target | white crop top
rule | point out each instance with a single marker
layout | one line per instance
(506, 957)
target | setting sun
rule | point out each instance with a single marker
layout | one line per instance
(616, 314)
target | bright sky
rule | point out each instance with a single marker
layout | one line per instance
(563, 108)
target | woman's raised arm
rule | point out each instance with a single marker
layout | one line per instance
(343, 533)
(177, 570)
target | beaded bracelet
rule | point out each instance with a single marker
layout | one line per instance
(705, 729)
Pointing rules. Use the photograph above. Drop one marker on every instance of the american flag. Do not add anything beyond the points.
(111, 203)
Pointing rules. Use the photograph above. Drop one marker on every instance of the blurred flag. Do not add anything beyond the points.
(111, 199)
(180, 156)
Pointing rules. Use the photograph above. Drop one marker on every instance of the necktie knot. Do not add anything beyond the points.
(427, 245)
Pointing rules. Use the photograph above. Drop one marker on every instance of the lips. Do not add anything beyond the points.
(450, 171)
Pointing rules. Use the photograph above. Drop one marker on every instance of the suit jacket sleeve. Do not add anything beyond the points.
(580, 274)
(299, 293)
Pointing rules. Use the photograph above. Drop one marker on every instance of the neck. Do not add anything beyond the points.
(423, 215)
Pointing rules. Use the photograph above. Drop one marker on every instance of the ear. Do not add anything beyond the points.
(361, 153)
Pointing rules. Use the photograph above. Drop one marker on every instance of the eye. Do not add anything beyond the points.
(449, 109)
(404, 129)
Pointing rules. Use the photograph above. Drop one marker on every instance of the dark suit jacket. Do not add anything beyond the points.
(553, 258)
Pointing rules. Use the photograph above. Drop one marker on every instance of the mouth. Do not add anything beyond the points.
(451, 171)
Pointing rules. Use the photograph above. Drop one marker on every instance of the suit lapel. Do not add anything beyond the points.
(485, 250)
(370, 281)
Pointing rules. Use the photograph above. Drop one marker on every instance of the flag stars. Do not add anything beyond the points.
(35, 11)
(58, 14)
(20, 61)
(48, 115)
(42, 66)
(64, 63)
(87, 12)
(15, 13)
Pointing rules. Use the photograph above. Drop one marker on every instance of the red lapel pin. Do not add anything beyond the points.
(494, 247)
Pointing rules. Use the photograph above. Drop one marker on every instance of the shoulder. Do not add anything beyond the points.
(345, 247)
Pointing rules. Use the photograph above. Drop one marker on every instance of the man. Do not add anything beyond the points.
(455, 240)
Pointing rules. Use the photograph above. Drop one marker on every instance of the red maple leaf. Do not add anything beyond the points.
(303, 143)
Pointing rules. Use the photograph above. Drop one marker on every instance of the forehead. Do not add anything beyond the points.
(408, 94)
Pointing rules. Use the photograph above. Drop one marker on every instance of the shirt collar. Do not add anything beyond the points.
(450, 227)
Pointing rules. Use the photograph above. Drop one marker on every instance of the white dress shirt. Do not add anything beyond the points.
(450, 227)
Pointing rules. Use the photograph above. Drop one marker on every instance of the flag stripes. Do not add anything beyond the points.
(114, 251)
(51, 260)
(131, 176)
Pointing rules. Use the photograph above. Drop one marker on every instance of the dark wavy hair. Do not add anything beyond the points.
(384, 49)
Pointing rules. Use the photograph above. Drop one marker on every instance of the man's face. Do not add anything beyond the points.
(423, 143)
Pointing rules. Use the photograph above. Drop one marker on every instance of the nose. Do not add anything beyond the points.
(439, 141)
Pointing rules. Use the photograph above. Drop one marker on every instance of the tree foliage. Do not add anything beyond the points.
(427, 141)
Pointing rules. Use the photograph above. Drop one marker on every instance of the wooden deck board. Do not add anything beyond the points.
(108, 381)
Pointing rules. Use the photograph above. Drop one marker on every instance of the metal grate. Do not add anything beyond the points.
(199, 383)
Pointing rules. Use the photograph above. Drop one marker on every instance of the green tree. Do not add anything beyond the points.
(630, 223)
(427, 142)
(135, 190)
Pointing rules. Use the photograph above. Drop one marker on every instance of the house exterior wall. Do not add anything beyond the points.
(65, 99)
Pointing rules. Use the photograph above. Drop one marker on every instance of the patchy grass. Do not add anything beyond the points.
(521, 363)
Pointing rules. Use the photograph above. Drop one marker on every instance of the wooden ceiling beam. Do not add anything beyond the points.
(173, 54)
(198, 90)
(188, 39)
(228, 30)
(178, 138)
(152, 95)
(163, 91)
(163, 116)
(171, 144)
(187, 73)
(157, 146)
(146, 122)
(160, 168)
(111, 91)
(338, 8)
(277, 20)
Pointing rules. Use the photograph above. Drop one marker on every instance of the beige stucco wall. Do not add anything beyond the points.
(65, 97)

════════════════════

TASK BRIEF: Reproduce word for word every line from the one containing "hair. Do not add anything beyond the points." through the final line of the entries, including both ends.

FINISHED ANSWER:
Pointing rules. Use the photograph above. Drop one marker on every instance of the dark wavy hair. Do not add anything beyond the points.
(384, 49)
Pointing rules. Use the photograph above. Drop one marker on every instance of the man's face. Do not add anything beyond the points.
(423, 143)
Pointing rules. Use the photograph above. Drop one marker on every instance of the nose. Do not add anything beyond the points.
(439, 141)
Pointing rules. Use the photograph above. Drop one marker on every instance of the tree foliage. Do not add anything beyond the points.
(427, 141)
Pointing rules. Use the photograph above. Drop one marker on every instance of the wooden deck board. Do not add anything beyond the points.
(108, 381)
Pointing rules. Use the photograph above. Drop one marker on every instance of the metal grate. Do not add anything beyond the points.
(199, 383)
Pointing rules. Use the photograph above. Drop one marker on every instance of the green tree. Do not add anything beyond the points.
(630, 223)
(427, 142)
(135, 190)
Pointing rules. Use the photograph above. Drop one marker on every instance of the house exterior wall. Do not add anything beyond the points.
(65, 99)
Pointing rules. Use the photograph above. Drop one marker on every instance of the patchy grass. Do not add anything beyond the points.
(521, 363)
Pointing rules. Use the photograph above. Drop one marker on every instance of the wooden ceiling beam. Do not add anything beyond the points.
(173, 54)
(198, 90)
(188, 39)
(228, 30)
(178, 138)
(152, 95)
(163, 91)
(163, 116)
(171, 144)
(187, 73)
(157, 146)
(146, 122)
(160, 168)
(111, 91)
(338, 8)
(277, 20)
Pointing rules. Use the photograph above. Drop one marker on every instance of the beige stucco wall. Do not add anything beyond the points.
(65, 97)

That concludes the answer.